* [WHAT IS REQUIRED]
Copy out the material below in full, but not its images.

++++ INPUT ROWS ++++

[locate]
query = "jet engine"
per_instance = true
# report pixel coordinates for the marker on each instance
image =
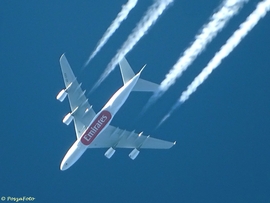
(135, 152)
(109, 152)
(61, 95)
(68, 118)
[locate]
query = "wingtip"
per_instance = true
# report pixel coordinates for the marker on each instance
(143, 68)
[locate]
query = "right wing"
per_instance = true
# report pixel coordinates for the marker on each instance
(118, 138)
(81, 110)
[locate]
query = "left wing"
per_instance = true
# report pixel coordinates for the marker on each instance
(113, 138)
(118, 138)
(81, 111)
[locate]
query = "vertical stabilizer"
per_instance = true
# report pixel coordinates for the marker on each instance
(126, 71)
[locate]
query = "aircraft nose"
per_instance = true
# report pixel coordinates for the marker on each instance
(63, 166)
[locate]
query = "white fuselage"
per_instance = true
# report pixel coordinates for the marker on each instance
(99, 123)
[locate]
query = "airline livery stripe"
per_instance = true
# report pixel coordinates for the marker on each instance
(96, 127)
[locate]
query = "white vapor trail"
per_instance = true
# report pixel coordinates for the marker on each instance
(152, 14)
(113, 27)
(217, 22)
(260, 11)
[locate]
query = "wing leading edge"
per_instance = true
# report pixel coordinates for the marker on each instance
(118, 138)
(81, 110)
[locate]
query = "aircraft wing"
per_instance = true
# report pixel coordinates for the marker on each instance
(81, 110)
(118, 138)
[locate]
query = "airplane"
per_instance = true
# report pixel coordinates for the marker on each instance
(93, 130)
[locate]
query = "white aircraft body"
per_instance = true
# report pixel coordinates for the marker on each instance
(94, 130)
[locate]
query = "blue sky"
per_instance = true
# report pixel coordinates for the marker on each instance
(222, 131)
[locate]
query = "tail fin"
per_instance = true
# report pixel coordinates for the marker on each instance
(142, 85)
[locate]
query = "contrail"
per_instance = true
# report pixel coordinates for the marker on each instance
(260, 11)
(152, 14)
(217, 22)
(113, 27)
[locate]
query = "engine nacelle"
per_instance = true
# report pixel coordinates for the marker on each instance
(68, 118)
(61, 95)
(134, 154)
(109, 152)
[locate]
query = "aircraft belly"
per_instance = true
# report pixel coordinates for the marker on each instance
(98, 125)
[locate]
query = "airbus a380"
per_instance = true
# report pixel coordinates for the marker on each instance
(93, 130)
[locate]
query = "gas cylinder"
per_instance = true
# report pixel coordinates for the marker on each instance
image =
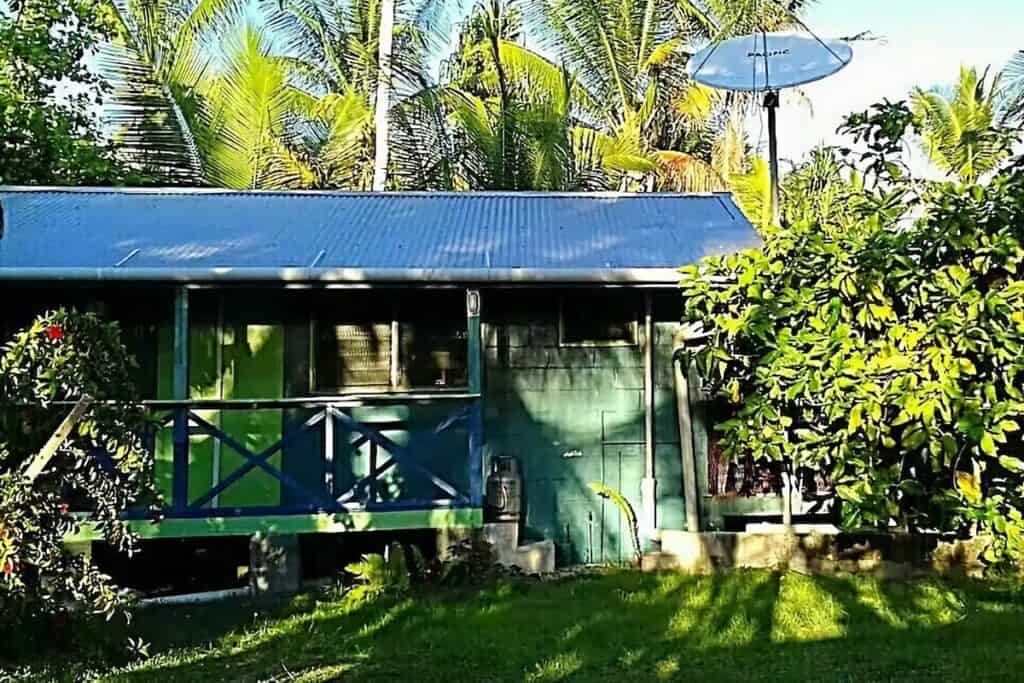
(504, 489)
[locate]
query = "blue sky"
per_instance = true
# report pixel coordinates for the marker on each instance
(925, 43)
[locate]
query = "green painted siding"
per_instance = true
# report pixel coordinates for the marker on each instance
(236, 350)
(576, 415)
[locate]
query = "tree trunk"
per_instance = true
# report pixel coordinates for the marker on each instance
(383, 94)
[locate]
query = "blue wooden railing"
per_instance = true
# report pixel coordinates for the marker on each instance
(331, 421)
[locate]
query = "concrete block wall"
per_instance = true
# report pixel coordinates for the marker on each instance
(573, 415)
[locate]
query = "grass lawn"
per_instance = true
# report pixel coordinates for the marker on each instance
(617, 626)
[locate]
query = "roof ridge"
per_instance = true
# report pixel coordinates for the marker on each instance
(224, 191)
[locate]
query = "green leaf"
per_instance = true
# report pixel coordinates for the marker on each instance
(856, 419)
(968, 484)
(1015, 465)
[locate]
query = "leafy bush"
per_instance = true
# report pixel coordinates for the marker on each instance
(885, 353)
(626, 510)
(376, 574)
(101, 467)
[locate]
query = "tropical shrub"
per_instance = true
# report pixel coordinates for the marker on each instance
(883, 350)
(377, 574)
(625, 510)
(101, 467)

++++

* [REPLY]
[locate]
query = "jet engine"
per_instance = true
# report pixel coordinates for the marker on each instance
image =
(135, 152)
(109, 152)
(61, 95)
(68, 118)
[locate]
query = "wingtip"
per_instance = true
# report pixel coordinates for the marker on each instance
(143, 68)
[locate]
query = "right wing"
per_instance = true
# report pixel coordinates for the marker on each instance
(118, 138)
(81, 110)
[locate]
query = "left wing"
per_instance = true
# report pixel coordinates for the marker on each instance
(113, 138)
(118, 138)
(81, 111)
[locate]
query = "vertical stabilizer"
per_instance = true
# report pixel coordinates for the marker on each instance
(126, 71)
[locate]
query = "aircraft nose"
per_instance = true
# report pixel coordinates for the marker on each instance
(63, 166)
[locate]
query = "white fuselage"
per_instance = true
# report pixel coordinates for the marker on each instance
(99, 123)
[locate]
query = "airline livery stripe"
per_instance = true
# report pixel coordinates for the marker on each instance
(96, 127)
[locate]
query = "white vapor trail"
per_instance = true
# report pixel coordinates for the marker on each instance
(152, 14)
(113, 27)
(217, 22)
(260, 11)
[locate]
query = "wing leading edge"
per_instance = true
# report pixel coordinates for the marker on each instance
(118, 138)
(81, 110)
[locate]
query = "aircraft wing"
per_instance = true
# report pixel coordinates for the marker on each instance
(81, 110)
(118, 138)
[locate]
query = "airplane"
per_instance = true
# report pixel coordinates for the marker on each instance
(93, 130)
[locate]
query = "white aircraft body"
per_instance = true
# report pixel coordinates for the marker on each instance
(94, 130)
[locate]
query = "blue sky"
per_instance = true
# report pixel coordinates for the marker on each instance
(222, 131)
[locate]
query = "tail fin"
per_instance = true
# report pixel coordinates for the marker on each instance
(142, 85)
[locate]
query = "contrail"
per_instance = true
# report pixel coordinates for the marker on each instance
(260, 11)
(152, 14)
(217, 22)
(113, 27)
[locate]
query = "engine nacelle"
per_instance = true
# report pixel coordinates for the marker on each instance
(68, 118)
(61, 95)
(134, 154)
(109, 152)
[locate]
query = "aircraft belly"
per_instance = true
# report pixel coordinates for the marker on each instance
(98, 125)
[locate]
query = "airbus a380"
per_instance = true
# report pixel coordinates for the marker on each instance
(93, 130)
[locate]
query = "gas cylinder"
per_instance = true
# report pixel coordinates for the marker on each instance
image =
(504, 489)
[locate]
query = "blue sky"
per_instance = true
# report pixel coordinates for the marker on each instance
(925, 43)
[locate]
query = "green painted siding"
per_instance = true
# report pixel coordinates for the marker on each instance
(236, 350)
(576, 415)
[locate]
query = "tree trunk"
per_instance = true
# report pixel coordinates for the marker on each instance
(383, 94)
[locate]
query = "blue wooden railing"
per_instance = true
# report pixel coordinates for the marker on each instance
(331, 421)
[locate]
query = "concrete block wall"
per_instance = true
# report pixel coordinates for the marker on each instance
(573, 415)
[locate]
query = "grass lawn"
per_instance = true
# report pixel coordinates for the marker on each instance
(617, 626)
[locate]
query = "roof ridge"
per_instance = true
# report pixel coordinates for the marker on each instance
(224, 191)
[locate]
query = "green leaf"
per_instance = true
# report pixel coordinates for the marker on each instance
(856, 419)
(968, 484)
(1015, 465)
[locate]
query = "leafy bush"
per_instance = true
# report pixel coordinates for the marker on each instance
(885, 353)
(626, 510)
(376, 574)
(101, 467)
[locate]
query = "tropical shrub"
per_instance = true
# report pixel coordinates for the marker on each instance
(883, 350)
(377, 574)
(625, 510)
(101, 467)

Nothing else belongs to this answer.